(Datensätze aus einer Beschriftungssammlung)
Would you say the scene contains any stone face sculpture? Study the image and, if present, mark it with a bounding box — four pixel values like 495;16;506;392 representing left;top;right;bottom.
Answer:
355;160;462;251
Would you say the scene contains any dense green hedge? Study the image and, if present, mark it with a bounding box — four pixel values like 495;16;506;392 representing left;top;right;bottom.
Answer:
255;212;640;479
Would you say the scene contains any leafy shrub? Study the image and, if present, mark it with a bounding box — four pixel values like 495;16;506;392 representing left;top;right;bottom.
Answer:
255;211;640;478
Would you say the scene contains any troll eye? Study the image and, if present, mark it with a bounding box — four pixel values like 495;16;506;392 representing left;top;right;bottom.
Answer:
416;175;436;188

→ **Ihre Aufgabe**:
Bitte schreiben Sie alle Datensätze oben Zeile für Zeile wortgetreu ab.

→ **Schriftliche Antwort**:
Would you say the scene contains any stone face sculpture? Study the image and, if present, mark it with a bounding box — four pixel values like 495;16;506;392 representing left;top;right;bottom.
Answer:
355;160;462;251
Would you say the scene contains any dense green hedge? Study the image and, if present, mark it with a bounding box — four pixel values like 495;16;506;392 representing left;top;right;bottom.
Answer:
255;212;640;479
Would you say the scene contains any leafy shrub? Study the image and, if present, mark it with a bounding box — four pixel values like 495;16;506;392 representing left;top;right;bottom.
Answer:
255;211;640;478
Would you say the scene contains any troll eye? Study the image and, if present, mark it with a bounding box — four pixel values like 495;16;506;392 representing left;top;right;bottom.
Answer:
416;175;436;188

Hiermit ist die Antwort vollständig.